### TEXTO DE ORIGEM
☆ ☆ ☆ ☆ ☆ ☆ ☆
«Eis uma geração que, de repente, se apercebeu que não manda
no mundo como mandou nos pais e que agora quer ditar regras à sociedade como as
foi ditando à escola, alarvemente e sem maneiras.»
Existe uma geração à rasca? Existe mais do que uma! Certamente! Está à
rasca a geração dos pais que educaram os seus meninos numa abastança
caprichosa, protegendo-os de dificuldades e escondendo-lhes as agruras da vida.
Está à rasca a geração dos filhos que nunca foram ensinados a lidar com
frustrações. A ironia de tudo isto é que os jovens que agora se dizem (e também
estão) à rasca são os que mais tiveram tudo. Nunca nenhuma geração foi, como
esta, tão privilegiada na sua infância e na sua adolescência. E nunca a
sociedade exigiu tão pouco aos seus jovens como lhes tem sido exigido nos
últimos anos.
Deslumbradas com a melhoria significativa das condições de vida, a
minha geração e as seguintes (actualmente entre os 30 e os 50 anos) vingaram-se
das dificuldades em que foram criadas, no antes ou no pós 1974, e quiseram dar
aos seus filhos o melhor. Ansiosos por sublimar as suas próprias frustrações,
os pais investiram nos seus descendentes: proporcionaram-lhes os estudos que
fazem deles a geração mais qualificada de sempre (já lá vamos…), mas também
lhes deram uma vida desafogada, mimos e mordomias, entradas nos locais de
diversão, cartas de condução e 1º automóvel, depósitos de combustível cheios,
dinheiro no bolso para que nada lhes faltasse. Mesmo quando as expectativas de
primeiro emprego saíram goradas, a família continuou presente, a garantir aos
filhos cama, mesa e roupa lavada. Durante anos, acreditaram estes pais e estas
mães estar a fazer o melhor; o dinheiro ia chegando para comprar (quase) tudo,
quantas vezes em substituição de princípios e de uma educação para a qual não
havia tempo, já que ele era todo para o trabalho, garante do ordenado com que
se compra (quase) tudo. E éramos (quase) todos felizes.
☆ ☆ ☆ ☆ ☆ ☆ ☆
### LINHAS DE REGISTO

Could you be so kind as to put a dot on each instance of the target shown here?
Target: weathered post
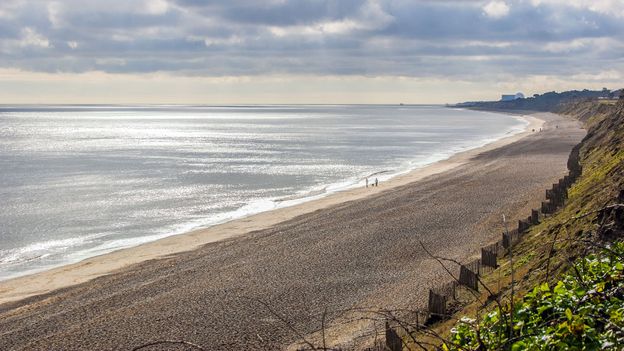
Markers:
(393, 340)
(535, 217)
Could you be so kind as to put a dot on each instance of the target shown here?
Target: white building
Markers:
(510, 97)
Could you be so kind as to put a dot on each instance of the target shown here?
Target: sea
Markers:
(79, 181)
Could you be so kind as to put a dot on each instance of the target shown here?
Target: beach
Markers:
(359, 247)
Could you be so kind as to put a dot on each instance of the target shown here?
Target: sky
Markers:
(305, 51)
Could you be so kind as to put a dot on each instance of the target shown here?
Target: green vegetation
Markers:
(569, 280)
(583, 311)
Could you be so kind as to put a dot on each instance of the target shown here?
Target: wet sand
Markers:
(356, 248)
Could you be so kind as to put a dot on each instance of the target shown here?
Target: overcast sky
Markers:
(306, 51)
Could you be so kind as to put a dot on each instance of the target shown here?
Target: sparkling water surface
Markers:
(79, 181)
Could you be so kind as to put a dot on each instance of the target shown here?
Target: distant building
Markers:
(517, 96)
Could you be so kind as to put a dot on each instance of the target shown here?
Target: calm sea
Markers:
(79, 181)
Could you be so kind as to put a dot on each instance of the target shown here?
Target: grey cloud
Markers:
(219, 38)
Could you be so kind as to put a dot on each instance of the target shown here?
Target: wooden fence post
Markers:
(468, 278)
(437, 304)
(393, 340)
(488, 258)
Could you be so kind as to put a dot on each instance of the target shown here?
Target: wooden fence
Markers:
(440, 296)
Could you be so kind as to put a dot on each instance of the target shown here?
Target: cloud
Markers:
(30, 38)
(496, 9)
(156, 7)
(450, 39)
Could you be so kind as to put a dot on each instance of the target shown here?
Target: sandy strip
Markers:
(68, 275)
(360, 249)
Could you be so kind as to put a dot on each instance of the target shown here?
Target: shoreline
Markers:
(43, 282)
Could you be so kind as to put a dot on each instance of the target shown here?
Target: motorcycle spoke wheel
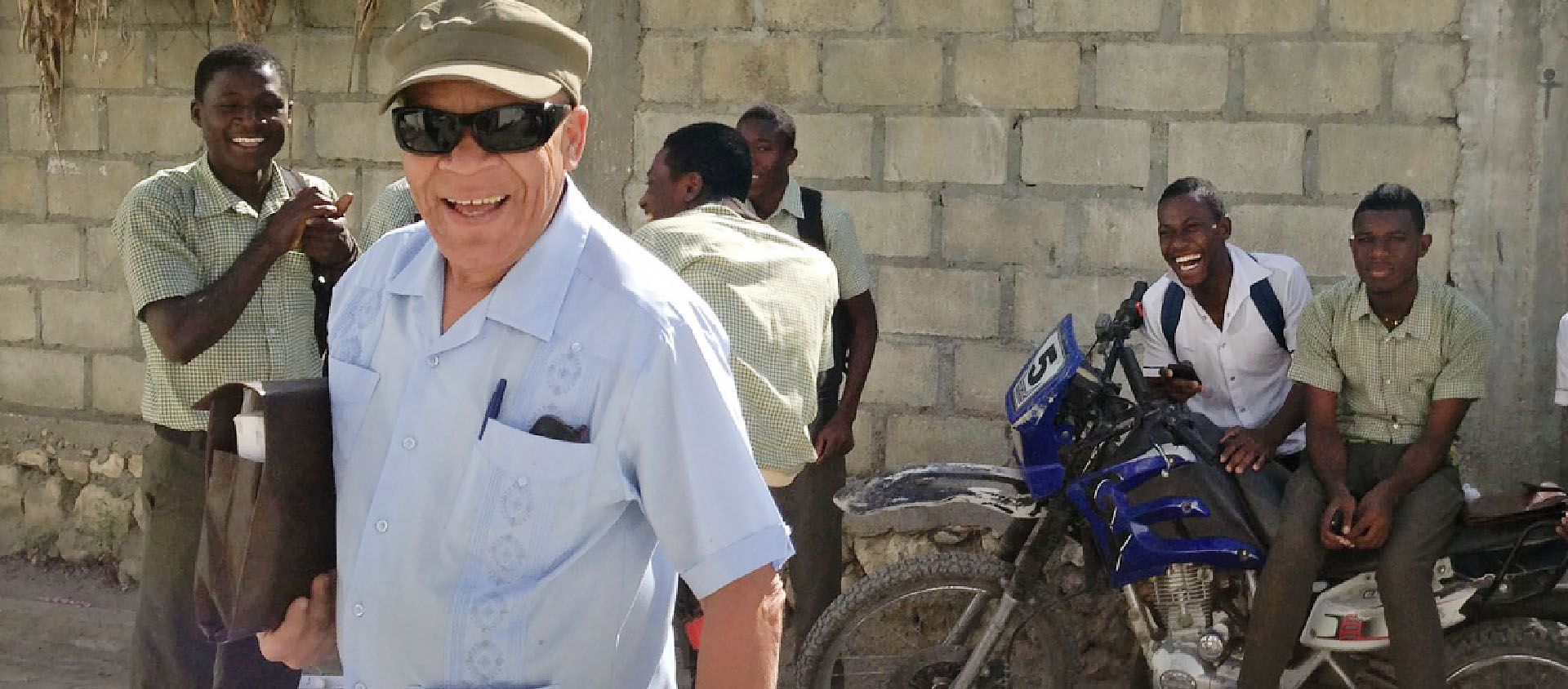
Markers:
☆ ☆ ☆ ☆ ☆ ☆ ☆
### O QUE SE PEDE
Diga se cada afirmação concorda com o texto sobre a geração à rasca, respondendo sim ou não e citando as palavras do texto que o decidem: 1. A sociedade nunca exigiu tão pouco aos jovens como nos últimos anos. 2. Quando o primeiro emprego ficou aquém das expectativas, as famílias deixaram de apoiar os filhos. 3. A geração dos pais situa-se atualmente entre os 30 e os 50 anos. Os registos provêm de uma fonte diferente da do texto.

### RESPOSTA
1. Sim: «E nunca a sociedade exigiu tão pouco aos seus jovens como lhes tem sido exigido nos últimos anos.»
2. Não: «Mesmo quando as expectativas de primeiro emprego saíram goradas, a família continuou presente, a garantir aos filhos cama, mesa e roupa lavada.»
3. Sim: «a minha geração e as seguintes (actualmente entre os 30 e os 50 anos)»